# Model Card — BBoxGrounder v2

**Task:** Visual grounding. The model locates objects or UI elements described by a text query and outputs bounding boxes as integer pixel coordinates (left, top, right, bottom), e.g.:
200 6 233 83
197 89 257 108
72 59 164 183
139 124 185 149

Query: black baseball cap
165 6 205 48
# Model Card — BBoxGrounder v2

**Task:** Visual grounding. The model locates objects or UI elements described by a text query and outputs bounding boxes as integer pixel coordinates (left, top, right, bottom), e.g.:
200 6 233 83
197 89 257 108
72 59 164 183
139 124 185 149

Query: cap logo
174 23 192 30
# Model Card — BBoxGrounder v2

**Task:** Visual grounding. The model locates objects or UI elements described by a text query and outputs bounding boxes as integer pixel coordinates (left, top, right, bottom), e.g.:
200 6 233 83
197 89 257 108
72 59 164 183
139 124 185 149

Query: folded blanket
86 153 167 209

============================================================

Present the data, from its first line through the line containing "Query: black baseball cap", inclusive, as a numbered list, leaving out blank lines.

1. # Model Card — BBoxGrounder v2
2. **Task:** Visual grounding. The model locates objects or UI elements described by a text query and outputs bounding boxes as integer pixel coordinates (left, top, right, bottom), e.g.:
3. 200 6 233 83
4. 197 89 257 108
5. 72 59 164 183
6. 139 124 185 149
7. Query: black baseball cap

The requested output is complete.